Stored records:
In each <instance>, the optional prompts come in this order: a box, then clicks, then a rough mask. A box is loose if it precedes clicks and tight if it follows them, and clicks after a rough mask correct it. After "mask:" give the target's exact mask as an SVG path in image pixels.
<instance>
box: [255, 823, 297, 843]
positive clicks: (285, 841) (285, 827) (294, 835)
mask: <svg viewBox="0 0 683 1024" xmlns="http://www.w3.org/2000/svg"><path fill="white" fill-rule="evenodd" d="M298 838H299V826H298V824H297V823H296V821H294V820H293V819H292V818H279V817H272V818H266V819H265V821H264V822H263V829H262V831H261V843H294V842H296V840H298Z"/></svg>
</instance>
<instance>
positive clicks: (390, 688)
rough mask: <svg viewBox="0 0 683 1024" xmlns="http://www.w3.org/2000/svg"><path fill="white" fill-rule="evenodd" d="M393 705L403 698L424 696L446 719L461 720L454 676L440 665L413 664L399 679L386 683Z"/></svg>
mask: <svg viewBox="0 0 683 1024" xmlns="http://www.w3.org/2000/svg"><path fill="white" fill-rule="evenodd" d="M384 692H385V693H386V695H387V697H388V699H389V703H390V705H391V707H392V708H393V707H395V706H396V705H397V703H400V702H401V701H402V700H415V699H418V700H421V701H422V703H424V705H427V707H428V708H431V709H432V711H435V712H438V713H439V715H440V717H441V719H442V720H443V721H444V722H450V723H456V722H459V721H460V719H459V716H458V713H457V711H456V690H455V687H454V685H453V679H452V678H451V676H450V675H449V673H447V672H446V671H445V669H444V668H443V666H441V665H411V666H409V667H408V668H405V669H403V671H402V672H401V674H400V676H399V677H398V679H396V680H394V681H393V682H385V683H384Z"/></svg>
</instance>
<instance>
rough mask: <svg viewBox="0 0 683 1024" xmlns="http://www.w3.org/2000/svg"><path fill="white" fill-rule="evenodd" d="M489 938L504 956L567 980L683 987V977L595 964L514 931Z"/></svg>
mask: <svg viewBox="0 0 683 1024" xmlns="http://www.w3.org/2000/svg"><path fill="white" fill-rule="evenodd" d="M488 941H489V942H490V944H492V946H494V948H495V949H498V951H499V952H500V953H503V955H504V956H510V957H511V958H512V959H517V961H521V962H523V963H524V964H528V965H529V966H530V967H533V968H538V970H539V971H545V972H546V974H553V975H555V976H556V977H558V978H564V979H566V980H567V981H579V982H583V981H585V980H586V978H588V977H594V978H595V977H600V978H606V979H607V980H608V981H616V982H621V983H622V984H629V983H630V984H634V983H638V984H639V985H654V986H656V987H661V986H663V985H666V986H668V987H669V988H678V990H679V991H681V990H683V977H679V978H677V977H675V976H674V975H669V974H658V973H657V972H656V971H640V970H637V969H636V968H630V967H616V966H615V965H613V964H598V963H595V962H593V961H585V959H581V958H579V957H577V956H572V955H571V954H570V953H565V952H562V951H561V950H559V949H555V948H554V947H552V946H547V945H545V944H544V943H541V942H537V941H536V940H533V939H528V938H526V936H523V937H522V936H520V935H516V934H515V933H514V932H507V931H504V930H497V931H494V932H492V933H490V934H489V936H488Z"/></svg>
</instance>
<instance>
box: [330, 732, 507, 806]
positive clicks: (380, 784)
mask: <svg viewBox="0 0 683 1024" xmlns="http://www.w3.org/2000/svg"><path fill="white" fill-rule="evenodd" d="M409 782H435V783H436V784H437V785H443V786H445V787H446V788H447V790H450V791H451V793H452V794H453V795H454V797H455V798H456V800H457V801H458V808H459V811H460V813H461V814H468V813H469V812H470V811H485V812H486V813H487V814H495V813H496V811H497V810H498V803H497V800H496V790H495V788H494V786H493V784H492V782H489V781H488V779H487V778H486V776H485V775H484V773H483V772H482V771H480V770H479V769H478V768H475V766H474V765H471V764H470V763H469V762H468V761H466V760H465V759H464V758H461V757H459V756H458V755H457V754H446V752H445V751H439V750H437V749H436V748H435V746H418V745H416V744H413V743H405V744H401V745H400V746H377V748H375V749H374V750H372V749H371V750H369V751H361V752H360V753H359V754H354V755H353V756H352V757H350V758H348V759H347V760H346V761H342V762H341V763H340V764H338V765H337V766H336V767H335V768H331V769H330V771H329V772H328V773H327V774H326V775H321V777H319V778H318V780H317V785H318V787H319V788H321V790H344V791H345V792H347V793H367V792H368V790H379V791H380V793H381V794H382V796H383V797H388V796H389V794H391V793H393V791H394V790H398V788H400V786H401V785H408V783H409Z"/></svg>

**TASK STATEMENT**: Tally the lines of the records above that contain the string "positive". Give only the number.

**ANSWER**: 3